**Written instruction**:
State how many lines in the entries below contain the word "white", and give only that number.

**Task material**:
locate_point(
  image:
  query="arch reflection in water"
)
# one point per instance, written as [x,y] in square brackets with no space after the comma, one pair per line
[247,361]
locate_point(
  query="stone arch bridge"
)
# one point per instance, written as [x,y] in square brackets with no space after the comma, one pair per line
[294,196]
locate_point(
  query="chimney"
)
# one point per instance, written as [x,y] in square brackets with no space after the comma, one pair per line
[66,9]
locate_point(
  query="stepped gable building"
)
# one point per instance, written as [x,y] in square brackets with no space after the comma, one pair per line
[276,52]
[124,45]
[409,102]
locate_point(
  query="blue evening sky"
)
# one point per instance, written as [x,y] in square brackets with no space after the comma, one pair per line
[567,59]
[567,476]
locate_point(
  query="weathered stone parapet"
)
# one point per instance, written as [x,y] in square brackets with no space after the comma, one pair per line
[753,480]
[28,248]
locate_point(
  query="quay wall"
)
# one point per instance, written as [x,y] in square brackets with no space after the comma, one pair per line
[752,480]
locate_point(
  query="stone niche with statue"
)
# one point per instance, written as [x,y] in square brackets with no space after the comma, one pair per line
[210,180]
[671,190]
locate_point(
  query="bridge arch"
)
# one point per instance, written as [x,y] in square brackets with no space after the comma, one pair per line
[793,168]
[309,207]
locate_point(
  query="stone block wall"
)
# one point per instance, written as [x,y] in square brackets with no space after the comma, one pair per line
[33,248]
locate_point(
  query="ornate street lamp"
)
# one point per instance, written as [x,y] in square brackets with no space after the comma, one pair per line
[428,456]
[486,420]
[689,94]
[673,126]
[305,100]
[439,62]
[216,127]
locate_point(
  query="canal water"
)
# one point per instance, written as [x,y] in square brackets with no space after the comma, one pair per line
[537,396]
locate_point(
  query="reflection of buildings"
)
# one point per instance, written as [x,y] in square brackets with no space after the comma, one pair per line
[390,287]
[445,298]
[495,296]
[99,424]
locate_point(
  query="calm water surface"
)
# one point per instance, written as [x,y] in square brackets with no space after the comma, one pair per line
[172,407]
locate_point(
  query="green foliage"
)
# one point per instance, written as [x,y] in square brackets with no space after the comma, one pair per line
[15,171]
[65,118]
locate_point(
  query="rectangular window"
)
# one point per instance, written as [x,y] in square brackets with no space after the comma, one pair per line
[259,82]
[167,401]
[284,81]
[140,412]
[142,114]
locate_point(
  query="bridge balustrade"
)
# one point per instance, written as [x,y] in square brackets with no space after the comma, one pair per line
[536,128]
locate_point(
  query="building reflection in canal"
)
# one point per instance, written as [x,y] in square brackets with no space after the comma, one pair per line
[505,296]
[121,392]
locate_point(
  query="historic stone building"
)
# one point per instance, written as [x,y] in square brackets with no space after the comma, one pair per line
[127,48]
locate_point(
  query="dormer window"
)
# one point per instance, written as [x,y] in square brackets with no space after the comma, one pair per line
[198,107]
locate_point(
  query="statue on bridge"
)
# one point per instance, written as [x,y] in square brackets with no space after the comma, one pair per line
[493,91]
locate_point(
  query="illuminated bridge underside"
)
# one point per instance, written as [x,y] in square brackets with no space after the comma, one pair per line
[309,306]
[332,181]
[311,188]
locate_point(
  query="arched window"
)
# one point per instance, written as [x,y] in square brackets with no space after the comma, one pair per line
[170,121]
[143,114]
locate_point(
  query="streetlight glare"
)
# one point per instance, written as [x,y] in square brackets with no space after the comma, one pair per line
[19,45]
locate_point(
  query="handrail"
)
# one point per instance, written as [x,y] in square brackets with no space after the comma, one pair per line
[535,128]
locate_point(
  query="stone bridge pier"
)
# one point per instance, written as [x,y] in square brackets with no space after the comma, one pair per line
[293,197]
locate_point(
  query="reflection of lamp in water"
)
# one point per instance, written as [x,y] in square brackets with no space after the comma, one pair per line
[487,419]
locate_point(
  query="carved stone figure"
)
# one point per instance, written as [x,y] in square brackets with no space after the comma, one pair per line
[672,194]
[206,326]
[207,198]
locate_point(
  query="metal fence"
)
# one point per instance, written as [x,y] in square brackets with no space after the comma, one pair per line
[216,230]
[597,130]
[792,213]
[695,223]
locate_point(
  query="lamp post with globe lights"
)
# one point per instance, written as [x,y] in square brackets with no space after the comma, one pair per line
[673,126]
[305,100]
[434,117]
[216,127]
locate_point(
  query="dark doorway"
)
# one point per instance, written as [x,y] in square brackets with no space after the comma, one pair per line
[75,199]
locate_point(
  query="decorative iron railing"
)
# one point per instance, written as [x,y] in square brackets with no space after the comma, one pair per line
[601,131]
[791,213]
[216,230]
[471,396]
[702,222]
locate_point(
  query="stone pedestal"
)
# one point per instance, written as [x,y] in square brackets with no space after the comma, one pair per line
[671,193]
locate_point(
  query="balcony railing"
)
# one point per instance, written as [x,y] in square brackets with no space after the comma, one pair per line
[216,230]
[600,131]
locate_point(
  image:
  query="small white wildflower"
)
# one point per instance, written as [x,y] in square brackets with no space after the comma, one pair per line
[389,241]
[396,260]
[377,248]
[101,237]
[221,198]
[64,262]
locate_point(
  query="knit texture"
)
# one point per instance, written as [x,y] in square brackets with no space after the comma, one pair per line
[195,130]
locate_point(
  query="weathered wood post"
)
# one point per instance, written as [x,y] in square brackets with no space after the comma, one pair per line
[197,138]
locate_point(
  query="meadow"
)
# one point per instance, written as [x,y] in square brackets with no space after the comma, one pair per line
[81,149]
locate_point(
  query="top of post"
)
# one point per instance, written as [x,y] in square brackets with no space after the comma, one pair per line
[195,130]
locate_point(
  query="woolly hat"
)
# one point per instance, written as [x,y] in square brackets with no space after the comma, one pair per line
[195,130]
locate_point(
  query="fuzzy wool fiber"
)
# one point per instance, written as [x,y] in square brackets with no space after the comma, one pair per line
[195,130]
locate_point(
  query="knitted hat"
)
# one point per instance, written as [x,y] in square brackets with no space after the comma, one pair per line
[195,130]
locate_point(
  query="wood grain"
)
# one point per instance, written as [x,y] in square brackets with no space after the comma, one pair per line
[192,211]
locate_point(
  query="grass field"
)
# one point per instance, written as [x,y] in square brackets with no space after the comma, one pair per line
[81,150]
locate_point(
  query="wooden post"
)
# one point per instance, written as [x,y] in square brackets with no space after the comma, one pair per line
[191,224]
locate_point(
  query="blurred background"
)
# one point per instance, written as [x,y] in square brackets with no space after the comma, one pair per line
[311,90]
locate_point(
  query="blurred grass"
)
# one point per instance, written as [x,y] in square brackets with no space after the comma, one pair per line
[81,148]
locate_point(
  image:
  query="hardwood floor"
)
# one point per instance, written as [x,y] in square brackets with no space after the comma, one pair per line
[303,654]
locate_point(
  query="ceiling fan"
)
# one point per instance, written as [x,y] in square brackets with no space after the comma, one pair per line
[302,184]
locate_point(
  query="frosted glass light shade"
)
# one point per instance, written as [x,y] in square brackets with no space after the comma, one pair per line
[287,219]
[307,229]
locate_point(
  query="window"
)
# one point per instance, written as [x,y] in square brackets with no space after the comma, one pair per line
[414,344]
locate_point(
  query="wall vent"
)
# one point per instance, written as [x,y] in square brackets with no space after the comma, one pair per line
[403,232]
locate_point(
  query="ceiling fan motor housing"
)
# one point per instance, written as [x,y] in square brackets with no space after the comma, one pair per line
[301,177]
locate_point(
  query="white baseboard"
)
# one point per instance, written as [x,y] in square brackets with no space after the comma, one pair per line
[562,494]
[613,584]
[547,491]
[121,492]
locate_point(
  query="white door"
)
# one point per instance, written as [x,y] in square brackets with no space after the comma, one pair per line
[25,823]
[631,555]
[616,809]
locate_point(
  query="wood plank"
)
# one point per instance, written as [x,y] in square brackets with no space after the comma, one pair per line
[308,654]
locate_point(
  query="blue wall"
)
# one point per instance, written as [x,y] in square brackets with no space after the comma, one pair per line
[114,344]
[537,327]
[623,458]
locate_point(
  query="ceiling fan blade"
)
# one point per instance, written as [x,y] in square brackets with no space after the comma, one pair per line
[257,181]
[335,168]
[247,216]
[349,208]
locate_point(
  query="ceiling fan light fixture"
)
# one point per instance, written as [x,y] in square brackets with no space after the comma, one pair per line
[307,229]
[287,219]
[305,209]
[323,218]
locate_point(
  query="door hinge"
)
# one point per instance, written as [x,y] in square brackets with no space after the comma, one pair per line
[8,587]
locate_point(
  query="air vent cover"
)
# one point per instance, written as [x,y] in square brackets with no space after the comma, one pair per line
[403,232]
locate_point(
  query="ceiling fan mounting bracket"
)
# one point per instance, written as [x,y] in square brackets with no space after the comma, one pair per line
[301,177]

**Exercise solution**:
3